Work instructions:
Reproduce the rows below, substituting "marker" for every occurrence of "keypoint" and leaving everything else unchanged.

Recorded information:
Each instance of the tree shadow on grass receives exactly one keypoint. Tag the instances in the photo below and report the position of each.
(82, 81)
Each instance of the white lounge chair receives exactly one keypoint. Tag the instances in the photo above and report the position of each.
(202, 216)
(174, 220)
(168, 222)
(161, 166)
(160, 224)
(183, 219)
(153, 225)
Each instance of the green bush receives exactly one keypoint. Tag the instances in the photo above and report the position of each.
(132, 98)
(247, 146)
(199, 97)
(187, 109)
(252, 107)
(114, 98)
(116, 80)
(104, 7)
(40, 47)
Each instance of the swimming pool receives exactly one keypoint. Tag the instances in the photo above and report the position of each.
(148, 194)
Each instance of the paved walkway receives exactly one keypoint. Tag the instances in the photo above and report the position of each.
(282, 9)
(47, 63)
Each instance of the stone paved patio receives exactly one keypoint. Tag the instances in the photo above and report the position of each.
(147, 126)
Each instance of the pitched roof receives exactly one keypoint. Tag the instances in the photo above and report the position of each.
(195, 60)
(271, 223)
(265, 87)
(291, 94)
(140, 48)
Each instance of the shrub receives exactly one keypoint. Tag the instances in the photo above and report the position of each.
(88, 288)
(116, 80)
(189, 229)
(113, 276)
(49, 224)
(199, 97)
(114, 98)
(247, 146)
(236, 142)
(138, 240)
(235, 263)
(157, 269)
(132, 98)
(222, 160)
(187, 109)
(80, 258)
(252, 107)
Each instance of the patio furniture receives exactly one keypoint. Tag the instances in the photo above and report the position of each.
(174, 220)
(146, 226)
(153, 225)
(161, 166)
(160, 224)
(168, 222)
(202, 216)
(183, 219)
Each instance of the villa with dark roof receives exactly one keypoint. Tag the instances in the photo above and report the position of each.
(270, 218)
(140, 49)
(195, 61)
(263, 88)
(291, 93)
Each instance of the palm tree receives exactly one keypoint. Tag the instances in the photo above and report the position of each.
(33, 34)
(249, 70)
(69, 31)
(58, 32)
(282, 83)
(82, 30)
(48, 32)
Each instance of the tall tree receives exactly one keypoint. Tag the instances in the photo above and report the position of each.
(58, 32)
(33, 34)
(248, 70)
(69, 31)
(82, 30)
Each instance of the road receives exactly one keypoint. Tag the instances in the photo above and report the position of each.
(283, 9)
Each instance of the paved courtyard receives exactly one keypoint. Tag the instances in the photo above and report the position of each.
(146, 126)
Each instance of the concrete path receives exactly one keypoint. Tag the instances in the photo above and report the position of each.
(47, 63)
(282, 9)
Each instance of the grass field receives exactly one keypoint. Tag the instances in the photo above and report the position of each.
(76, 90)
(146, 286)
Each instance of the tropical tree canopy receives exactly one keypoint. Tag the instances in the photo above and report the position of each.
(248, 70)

Reply:
Each instance of the tree shadow on grass receives exactly one marker. Tag the instances in the photo below and report the position of each.
(82, 81)
Each instance of the white lounge chair receives exactly one marker. Tag the instances in the photo above and report the position of each.
(202, 216)
(174, 220)
(168, 222)
(161, 166)
(160, 224)
(183, 219)
(153, 225)
Each instance of the green bush receives exactly one marker. Tag the instances in the photo above and report the position of each.
(132, 98)
(247, 146)
(199, 97)
(187, 109)
(252, 107)
(114, 98)
(116, 80)
(104, 7)
(40, 47)
Each instance of the swimming pool receives exactly one marker. Tag the instances in the photo above and report the position of each.
(148, 194)
Each instance of the paved walkway receives exactly one marker. Tag the instances in the photo above and report the position of each.
(282, 9)
(47, 63)
Each instance of the stone paved patio receives exactly one marker. Tag the instances in the photo above and report the position of each.
(147, 126)
Each instance of the pitched roof receives exactly one marker. Tag the instances in the photo above and report the position of each.
(195, 60)
(271, 223)
(265, 87)
(291, 94)
(140, 48)
Each instance of the shrub receives exactly one marker. Tag the instances in the photo above and report the position of each.
(88, 288)
(116, 80)
(189, 229)
(113, 276)
(49, 224)
(199, 97)
(114, 98)
(247, 146)
(236, 142)
(138, 240)
(235, 263)
(157, 269)
(132, 98)
(222, 160)
(187, 109)
(80, 258)
(252, 107)
Each instance of the patio furniture receives exactly one marker. Tag the instances in the photo above and report the position of each.
(174, 220)
(146, 226)
(153, 225)
(161, 166)
(160, 224)
(168, 222)
(202, 216)
(183, 219)
Each instance of the villa with dark roof receives exactly one marker. Tag the instances in the photo above and report the position of each.
(270, 218)
(140, 49)
(195, 61)
(263, 88)
(291, 93)
Each instance of the palm tree receives exactly one marker. Tag the instances in the photo above and report the position of each.
(33, 34)
(249, 70)
(69, 31)
(58, 32)
(282, 83)
(82, 30)
(48, 32)
Each instance of the tall tree receives exactly one marker. Tag the instances in the photo above and report the position of each.
(58, 32)
(33, 34)
(248, 70)
(69, 31)
(82, 30)
Each instance of the road receives exactly one marker. Tag the instances in the photo above and report the position of each.
(283, 9)
Each instance of the paved courtyard receives exactly one marker. Tag the instances in the photo above and report the position of each.
(146, 126)
Each instance of the concrete path receives exactly one marker. Tag the instances in the photo above and report the position of each.
(47, 63)
(282, 9)
Each instance of the grass field receives exactly one marker. Tag the instances in the photo above and report the position of each.
(76, 90)
(146, 286)
Each instance of the tropical tree canopy receives exactly one marker. Tag the instances in the photo above and report the position of each.
(248, 70)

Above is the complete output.